**Problem to solve**
Select each line in the records below that contains the word "positive", and copy those lines.
☆ ☆ ☆ ☆ ☆ ☆ ☆
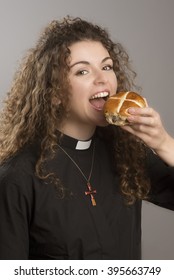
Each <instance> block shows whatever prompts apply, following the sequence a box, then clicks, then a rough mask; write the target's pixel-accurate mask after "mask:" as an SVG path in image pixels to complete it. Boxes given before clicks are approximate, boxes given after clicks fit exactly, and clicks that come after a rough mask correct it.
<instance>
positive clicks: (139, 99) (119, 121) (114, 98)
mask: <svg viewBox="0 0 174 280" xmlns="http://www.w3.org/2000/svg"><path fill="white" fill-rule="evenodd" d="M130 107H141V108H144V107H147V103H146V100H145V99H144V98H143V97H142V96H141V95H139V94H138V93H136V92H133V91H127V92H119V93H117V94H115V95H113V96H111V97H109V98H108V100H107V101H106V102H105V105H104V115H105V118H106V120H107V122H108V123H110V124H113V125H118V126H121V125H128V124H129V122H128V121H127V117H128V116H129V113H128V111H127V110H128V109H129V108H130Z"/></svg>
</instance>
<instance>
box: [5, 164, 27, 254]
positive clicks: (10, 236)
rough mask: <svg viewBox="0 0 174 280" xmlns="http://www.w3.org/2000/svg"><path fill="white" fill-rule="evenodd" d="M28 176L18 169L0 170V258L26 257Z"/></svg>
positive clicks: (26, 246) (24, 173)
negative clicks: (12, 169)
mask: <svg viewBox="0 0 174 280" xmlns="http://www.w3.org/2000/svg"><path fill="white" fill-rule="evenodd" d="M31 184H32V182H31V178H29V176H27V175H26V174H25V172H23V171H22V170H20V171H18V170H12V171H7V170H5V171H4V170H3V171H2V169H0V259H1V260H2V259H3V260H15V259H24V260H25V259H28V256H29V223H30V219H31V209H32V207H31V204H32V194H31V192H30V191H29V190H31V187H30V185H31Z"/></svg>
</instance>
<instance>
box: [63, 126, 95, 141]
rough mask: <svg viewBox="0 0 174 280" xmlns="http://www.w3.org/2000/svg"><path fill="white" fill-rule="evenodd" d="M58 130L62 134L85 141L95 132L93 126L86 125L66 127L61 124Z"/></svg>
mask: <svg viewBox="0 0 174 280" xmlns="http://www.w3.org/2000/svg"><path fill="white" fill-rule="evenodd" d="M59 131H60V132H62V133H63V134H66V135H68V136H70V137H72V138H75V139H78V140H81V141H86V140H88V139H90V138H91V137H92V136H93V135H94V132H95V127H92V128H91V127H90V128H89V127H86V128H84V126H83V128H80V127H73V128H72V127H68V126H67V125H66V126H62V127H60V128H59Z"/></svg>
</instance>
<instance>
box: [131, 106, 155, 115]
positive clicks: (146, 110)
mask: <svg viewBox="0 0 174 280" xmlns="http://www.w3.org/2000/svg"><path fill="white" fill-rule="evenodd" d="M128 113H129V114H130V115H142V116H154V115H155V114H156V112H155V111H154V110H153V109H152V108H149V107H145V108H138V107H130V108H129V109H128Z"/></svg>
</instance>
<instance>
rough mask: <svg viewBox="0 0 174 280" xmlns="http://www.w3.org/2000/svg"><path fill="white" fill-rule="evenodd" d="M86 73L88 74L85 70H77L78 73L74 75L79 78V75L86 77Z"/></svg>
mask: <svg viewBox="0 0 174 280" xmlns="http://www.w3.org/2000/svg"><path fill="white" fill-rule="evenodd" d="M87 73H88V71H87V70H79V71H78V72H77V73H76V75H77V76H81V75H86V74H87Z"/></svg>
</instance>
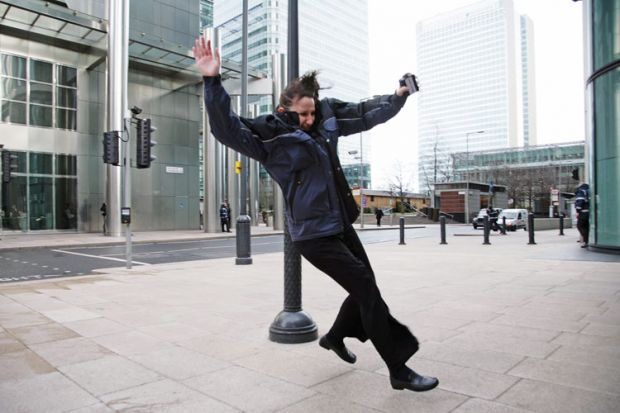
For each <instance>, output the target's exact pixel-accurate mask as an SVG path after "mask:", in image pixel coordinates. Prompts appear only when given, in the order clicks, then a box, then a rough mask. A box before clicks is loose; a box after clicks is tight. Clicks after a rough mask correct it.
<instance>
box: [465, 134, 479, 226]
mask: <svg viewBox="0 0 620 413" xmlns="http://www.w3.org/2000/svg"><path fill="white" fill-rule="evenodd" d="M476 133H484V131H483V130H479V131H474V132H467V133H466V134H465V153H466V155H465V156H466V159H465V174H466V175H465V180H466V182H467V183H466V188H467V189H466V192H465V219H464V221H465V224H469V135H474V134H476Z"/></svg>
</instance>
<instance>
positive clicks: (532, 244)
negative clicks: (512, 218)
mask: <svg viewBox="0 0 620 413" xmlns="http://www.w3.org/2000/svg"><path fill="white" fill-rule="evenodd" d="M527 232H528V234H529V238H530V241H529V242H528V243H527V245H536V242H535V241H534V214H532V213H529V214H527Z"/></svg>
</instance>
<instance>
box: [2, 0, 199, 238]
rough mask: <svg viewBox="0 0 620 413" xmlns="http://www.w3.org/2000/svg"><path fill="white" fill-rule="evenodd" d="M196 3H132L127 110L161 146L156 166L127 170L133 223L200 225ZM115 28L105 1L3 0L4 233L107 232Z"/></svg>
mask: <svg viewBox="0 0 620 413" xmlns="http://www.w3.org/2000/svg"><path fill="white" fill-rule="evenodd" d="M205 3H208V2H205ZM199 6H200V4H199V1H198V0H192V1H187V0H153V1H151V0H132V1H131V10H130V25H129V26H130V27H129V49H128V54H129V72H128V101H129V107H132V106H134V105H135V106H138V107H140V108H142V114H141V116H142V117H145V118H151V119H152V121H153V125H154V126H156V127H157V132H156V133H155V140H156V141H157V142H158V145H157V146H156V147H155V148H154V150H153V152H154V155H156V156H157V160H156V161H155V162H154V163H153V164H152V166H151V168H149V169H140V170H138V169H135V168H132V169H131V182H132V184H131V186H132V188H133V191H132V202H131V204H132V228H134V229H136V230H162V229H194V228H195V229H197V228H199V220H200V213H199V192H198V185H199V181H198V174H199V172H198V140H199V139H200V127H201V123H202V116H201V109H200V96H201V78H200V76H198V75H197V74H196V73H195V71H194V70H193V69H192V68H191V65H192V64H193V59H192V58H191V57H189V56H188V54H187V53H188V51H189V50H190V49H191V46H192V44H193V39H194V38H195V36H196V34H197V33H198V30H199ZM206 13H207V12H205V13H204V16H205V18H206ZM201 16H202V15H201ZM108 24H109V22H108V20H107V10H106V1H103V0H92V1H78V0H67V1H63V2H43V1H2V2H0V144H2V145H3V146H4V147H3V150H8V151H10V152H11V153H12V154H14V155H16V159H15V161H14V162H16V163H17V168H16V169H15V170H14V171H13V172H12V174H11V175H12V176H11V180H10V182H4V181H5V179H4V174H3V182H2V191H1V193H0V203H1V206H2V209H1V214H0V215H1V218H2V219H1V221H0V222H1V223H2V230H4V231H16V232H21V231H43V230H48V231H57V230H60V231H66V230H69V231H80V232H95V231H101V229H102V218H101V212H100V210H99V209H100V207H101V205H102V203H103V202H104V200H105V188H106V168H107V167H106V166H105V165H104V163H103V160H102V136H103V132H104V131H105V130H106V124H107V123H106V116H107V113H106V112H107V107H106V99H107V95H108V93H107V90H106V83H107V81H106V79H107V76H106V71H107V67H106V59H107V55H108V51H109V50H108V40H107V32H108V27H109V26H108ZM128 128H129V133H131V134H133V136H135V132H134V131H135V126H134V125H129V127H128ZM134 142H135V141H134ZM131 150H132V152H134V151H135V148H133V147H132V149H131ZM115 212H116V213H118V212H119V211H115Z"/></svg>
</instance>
☆ ☆ ☆ ☆ ☆ ☆ ☆
**Solution for this task**
positive clicks: (139, 99) (119, 121) (114, 98)
positive clicks: (10, 236)
positive clicks: (26, 246) (24, 173)
positive clicks: (146, 110)
positive clicks: (532, 244)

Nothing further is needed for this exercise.